EXERCISE DATA ::
----------
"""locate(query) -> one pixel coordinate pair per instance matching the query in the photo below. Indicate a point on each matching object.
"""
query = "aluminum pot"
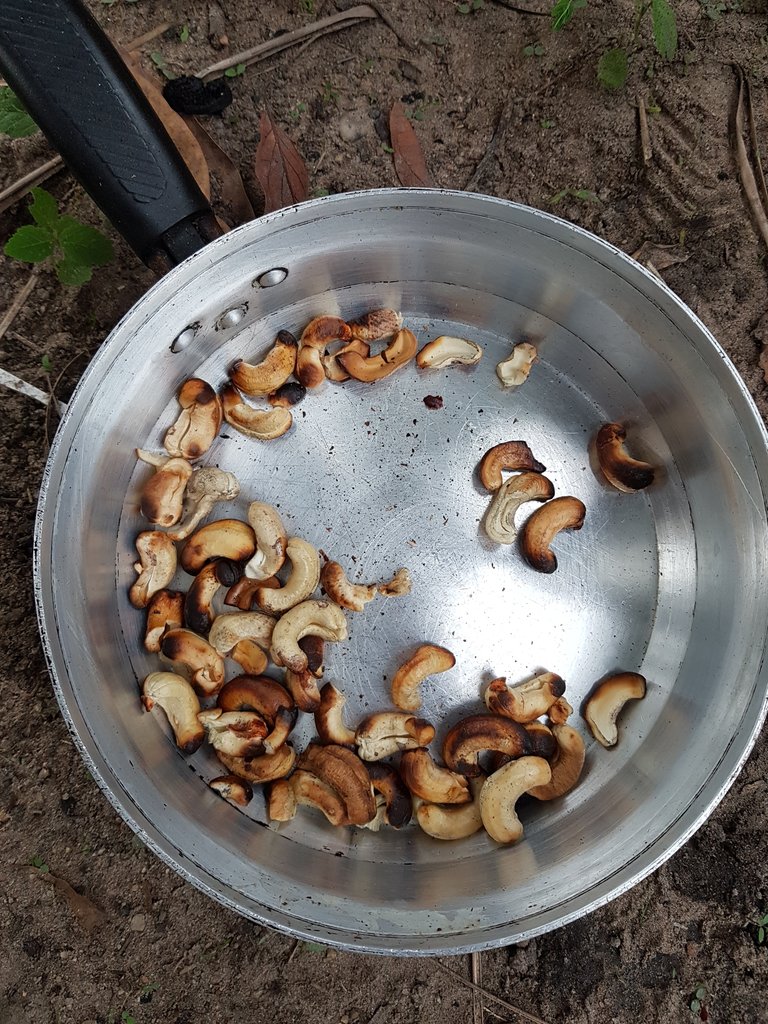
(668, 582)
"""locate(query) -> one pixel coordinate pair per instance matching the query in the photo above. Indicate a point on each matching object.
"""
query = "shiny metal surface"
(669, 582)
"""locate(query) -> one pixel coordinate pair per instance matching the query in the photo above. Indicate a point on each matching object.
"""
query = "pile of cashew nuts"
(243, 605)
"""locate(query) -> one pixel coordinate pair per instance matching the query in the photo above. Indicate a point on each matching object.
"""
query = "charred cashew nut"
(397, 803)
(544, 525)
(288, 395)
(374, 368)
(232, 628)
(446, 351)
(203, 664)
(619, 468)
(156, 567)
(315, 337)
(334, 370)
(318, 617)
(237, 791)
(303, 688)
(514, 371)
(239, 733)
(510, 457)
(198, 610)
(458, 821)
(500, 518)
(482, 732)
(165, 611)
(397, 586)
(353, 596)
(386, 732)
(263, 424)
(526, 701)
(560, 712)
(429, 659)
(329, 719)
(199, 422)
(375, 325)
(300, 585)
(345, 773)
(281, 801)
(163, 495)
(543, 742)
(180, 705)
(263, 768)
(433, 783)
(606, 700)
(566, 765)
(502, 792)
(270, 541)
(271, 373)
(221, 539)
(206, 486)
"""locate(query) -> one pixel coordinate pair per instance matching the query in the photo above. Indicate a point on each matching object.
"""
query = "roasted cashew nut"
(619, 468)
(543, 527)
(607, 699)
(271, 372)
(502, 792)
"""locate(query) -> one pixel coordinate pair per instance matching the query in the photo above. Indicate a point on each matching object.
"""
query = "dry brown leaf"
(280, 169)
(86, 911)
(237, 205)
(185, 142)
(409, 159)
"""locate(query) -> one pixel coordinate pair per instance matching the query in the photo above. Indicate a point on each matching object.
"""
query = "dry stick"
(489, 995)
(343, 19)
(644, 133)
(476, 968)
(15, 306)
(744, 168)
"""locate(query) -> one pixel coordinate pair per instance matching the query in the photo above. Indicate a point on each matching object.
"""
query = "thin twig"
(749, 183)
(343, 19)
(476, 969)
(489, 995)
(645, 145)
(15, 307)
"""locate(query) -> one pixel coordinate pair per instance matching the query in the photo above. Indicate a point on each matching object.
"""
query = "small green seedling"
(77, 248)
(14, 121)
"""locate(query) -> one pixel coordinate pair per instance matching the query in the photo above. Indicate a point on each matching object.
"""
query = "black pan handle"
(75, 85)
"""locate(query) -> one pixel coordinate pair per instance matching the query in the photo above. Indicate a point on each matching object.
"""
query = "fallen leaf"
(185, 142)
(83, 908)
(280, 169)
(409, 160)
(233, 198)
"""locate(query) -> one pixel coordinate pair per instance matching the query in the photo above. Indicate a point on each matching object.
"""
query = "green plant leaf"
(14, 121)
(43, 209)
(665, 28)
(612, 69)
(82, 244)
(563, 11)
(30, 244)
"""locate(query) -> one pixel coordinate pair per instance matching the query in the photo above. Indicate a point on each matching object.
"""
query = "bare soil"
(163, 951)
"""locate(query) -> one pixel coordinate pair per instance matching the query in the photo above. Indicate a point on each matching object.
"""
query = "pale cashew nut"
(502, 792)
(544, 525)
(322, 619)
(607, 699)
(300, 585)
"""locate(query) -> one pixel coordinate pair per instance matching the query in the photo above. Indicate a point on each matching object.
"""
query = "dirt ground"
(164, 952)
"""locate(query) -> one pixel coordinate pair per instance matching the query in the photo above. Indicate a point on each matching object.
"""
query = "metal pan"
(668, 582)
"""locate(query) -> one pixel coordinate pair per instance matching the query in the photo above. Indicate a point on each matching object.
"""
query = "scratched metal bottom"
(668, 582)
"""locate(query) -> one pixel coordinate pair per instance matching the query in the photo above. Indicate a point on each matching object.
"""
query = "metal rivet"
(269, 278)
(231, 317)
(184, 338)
----------
WHAT IS NEEDED :: A faithful, complete copy of the entries is required, without the pictures.

REPLY TO THE TASK ::
"""locate(query) -> one pixel coordinate pair per instance matching the query in the photo below. Indicate a point on each matching object.
"""
query = "aluminum pot"
(668, 582)
"""locate(query) -> one pixel coordinate pair per instance matching the query in the photo above. Indicate a point on each matching object.
"""
query = "shiny metal surface"
(669, 582)
"""locate(query) -> one pixel coordinate pair per instance matching the query in the photo above. Indicate a point on each matching object.
"""
query = "pile of cashew nuts"
(243, 605)
"""locate(query) -> one pixel coordinate pair per instance matching the query in the photo above. Indicate a point on each matching object.
"""
query = "charred cashew nut"
(397, 803)
(544, 525)
(288, 395)
(374, 368)
(232, 628)
(446, 351)
(203, 664)
(619, 468)
(156, 567)
(315, 337)
(334, 370)
(318, 617)
(237, 791)
(303, 688)
(514, 371)
(239, 733)
(510, 457)
(198, 610)
(458, 821)
(500, 518)
(482, 732)
(165, 611)
(397, 586)
(353, 596)
(386, 732)
(263, 424)
(526, 701)
(560, 712)
(429, 659)
(329, 719)
(199, 422)
(375, 325)
(300, 585)
(345, 773)
(281, 801)
(163, 495)
(543, 742)
(180, 705)
(263, 768)
(433, 783)
(606, 700)
(566, 765)
(502, 792)
(270, 541)
(271, 373)
(221, 539)
(206, 486)
"""locate(query) -> one pixel coordinate pair per instance matching the query in the photo above. Indicate a point on each matching object.
"""
query = "roasted cashew nut"
(619, 468)
(543, 527)
(607, 699)
(271, 372)
(502, 792)
"""locate(query) -> one pixel coordinate pair per instance matching the query in the photo above. Indicate a point on each matching object.
"""
query = "dry brown leaf"
(280, 169)
(86, 911)
(237, 205)
(185, 142)
(409, 159)
"""locate(query) -> one pixel coordinate pair per instance matching the query in the photo above. Indicate a point on each matching object.
"""
query = "dry stick"
(489, 995)
(343, 19)
(644, 133)
(476, 968)
(15, 306)
(744, 168)
"""locate(query) -> one pixel coordinate pair per instance matching the query in the photo above. Indicate a point on each matching object.
"""
query = "thin twig"
(749, 183)
(343, 19)
(476, 969)
(489, 995)
(645, 145)
(15, 307)
"""locate(query) -> one pixel coordinate pair per instance matching the query in the photo above. Indicate a point on each matching object.
"""
query = "small green seedling"
(77, 248)
(14, 121)
"""locate(query) -> one pixel coordinate pair per instance matching the query in the photo above. Indicate a point on each matching object.
"""
query = "black pan handle"
(75, 85)
"""locate(query) -> one pixel coordinate pair per instance matching the query in the photo above. Indicate a point on each matching object.
"""
query = "fallen leaf"
(185, 142)
(83, 908)
(280, 169)
(409, 160)
(233, 198)
"""locate(query) -> one pixel coordinate pair per instance matching the query in the photo above. Indicate a point on each matching object.
"""
query = "green plant leaf"
(14, 121)
(43, 209)
(665, 28)
(612, 69)
(82, 244)
(563, 11)
(30, 244)
"""locate(query) -> one pixel coordinate pair per instance matching the query in the photo above. Indicate a point on each matching object.
"""
query = "bare soil"
(163, 951)
"""locate(query) -> one pixel coordinate pair per instance matching the query in the photo above. Indicate a point on each matching object.
"""
query = "pale cashew nut"
(502, 792)
(544, 525)
(322, 619)
(607, 699)
(300, 585)
"""locate(query) -> one pixel coordinate pair per instance matching the query in the photo above. Indicate a point on each matching object.
"""
query = "dirt ground"
(164, 952)
"""locate(query) -> one pixel coordinate pair per instance matching the query in the photo above. Indicate a point on each matching object.
"""
query = "metal pan"
(668, 582)
"""locate(query) -> one pixel coordinate pair per instance matching the query in the photo above. Indicate a point on each matching object.
"""
query = "scratched metal bottom"
(668, 582)
"""locate(query) -> one pixel coordinate pair per instance matching the query in the photo above. Indicate a point on each matching object.
"""
query = "metal rivet"
(269, 278)
(231, 317)
(184, 338)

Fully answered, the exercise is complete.